------ Record excerpts ------

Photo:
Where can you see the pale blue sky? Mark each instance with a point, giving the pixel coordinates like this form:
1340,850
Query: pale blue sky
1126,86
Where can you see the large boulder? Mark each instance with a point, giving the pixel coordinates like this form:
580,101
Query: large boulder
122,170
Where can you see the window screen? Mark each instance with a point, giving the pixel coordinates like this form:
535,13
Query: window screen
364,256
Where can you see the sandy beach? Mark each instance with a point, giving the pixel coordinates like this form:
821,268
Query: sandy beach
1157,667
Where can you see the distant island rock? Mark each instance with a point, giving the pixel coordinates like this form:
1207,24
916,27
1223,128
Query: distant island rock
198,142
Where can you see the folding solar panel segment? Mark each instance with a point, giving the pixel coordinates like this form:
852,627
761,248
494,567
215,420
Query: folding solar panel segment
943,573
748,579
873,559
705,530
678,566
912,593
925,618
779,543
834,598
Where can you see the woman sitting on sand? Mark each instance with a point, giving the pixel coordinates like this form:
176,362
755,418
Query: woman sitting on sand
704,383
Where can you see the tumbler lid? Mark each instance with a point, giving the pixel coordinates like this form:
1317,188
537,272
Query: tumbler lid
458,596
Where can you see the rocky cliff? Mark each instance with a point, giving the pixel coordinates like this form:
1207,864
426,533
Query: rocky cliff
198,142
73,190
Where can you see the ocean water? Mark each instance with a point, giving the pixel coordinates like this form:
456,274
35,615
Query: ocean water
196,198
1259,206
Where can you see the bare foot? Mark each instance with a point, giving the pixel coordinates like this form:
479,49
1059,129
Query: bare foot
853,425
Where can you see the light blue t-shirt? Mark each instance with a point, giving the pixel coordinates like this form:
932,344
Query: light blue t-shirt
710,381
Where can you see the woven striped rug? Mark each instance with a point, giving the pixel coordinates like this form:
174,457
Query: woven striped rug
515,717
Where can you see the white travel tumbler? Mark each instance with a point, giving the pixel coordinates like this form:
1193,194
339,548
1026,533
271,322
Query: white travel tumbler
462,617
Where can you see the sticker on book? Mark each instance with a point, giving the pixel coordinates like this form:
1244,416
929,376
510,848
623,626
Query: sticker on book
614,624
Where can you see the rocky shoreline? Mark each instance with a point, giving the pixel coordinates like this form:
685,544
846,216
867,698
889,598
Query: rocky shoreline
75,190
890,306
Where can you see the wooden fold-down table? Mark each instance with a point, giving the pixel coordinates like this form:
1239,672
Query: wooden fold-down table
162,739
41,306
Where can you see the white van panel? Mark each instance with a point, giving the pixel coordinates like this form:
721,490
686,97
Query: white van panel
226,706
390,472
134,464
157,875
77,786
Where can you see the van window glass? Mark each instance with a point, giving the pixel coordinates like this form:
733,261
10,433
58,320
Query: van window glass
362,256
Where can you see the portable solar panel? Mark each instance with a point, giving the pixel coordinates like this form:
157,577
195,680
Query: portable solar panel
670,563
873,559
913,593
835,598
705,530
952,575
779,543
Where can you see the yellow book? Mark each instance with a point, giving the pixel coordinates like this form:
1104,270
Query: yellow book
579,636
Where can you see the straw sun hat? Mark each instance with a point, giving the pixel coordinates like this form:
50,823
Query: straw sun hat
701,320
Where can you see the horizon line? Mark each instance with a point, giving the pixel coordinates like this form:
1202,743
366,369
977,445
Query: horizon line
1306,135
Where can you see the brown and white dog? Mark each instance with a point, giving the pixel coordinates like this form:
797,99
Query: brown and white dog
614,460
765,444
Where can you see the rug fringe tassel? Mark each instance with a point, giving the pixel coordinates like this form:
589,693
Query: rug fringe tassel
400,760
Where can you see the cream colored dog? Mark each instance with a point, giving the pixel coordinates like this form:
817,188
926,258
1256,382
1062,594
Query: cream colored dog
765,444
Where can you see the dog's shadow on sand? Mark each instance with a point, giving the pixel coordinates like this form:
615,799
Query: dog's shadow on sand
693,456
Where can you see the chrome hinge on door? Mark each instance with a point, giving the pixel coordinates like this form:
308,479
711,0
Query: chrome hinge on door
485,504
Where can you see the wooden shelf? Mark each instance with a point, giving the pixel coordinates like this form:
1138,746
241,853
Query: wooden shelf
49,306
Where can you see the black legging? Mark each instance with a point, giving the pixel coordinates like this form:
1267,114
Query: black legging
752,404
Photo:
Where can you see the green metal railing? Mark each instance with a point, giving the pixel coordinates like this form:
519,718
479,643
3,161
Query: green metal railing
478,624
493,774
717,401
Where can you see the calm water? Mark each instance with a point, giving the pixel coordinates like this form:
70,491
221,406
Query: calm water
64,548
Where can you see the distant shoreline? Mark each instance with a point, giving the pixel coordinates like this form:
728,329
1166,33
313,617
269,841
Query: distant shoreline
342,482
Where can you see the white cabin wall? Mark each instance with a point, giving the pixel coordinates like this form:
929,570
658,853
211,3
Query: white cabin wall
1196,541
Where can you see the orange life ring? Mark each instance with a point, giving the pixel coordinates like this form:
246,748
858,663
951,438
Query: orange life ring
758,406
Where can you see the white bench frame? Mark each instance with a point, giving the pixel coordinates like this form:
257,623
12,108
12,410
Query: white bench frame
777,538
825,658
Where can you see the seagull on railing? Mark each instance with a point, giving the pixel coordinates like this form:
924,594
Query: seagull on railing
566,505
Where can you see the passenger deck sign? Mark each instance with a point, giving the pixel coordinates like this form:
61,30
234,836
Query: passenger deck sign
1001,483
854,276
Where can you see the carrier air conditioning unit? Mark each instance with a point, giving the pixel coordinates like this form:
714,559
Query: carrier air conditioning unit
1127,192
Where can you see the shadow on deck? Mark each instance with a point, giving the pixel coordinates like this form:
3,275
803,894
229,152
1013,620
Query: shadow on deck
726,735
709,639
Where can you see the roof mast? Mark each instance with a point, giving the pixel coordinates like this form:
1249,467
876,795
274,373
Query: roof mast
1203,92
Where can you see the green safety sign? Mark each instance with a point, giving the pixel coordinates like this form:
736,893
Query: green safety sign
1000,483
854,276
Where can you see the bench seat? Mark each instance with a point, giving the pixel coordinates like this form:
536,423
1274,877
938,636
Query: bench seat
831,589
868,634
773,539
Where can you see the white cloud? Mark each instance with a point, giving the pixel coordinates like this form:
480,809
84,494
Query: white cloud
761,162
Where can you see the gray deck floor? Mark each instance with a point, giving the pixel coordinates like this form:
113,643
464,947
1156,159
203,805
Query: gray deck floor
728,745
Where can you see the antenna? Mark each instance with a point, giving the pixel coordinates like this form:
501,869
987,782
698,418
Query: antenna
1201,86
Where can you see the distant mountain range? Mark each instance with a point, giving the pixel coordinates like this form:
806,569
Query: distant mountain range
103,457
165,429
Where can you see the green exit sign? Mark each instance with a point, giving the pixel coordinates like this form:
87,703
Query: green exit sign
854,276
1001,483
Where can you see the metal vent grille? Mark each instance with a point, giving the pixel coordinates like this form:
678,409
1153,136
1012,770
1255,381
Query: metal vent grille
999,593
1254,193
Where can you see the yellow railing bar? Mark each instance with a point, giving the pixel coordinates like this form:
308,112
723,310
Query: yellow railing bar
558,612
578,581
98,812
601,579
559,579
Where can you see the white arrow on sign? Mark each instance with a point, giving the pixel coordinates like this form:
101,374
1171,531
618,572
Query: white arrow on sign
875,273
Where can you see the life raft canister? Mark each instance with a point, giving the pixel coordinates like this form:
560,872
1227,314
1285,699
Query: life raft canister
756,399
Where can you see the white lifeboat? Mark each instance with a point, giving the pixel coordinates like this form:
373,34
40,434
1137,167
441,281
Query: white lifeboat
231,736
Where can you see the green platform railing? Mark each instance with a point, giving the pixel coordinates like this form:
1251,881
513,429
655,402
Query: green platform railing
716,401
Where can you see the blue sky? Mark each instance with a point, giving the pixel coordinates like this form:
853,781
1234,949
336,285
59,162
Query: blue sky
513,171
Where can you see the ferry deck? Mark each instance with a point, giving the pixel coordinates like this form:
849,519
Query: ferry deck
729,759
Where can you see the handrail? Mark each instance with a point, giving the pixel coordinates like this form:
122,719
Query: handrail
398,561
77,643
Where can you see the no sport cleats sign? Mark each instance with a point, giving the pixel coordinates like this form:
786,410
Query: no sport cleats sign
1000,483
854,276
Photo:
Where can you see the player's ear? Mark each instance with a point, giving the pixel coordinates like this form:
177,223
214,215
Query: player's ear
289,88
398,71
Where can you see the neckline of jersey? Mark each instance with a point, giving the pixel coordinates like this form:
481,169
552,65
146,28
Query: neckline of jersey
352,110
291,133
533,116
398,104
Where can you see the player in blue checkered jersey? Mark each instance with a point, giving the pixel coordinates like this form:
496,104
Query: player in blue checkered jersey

------

• _Short problem_:
Starting with the line that contains "Where can you see the no", print each line through the last one in the listing. Include both end lines and add nothing.

• _Correct response_:
Where can you see the no sport cleats sign? Mark each instance with a point, giving the pixel coordinates like this form:
786,410
Query: no sport cleats sign
1000,483
854,276
Photo:
Where can you see the player's ear? Mark each instance with a point, giving the pixel coordinates like this form:
177,223
214,215
Query: player's ear
289,88
398,71
Where can you see the neckline of jersey? Mark each instance with a point, giving the pixel coordinates like this form:
481,169
552,65
146,28
Query: neckline of jersey
352,110
291,133
533,116
398,104
Where can you see the player in blue checkered jersey? Mark each instance with a point, giving the pixel coordinates like this form:
496,104
Query: player in blue checkered jersey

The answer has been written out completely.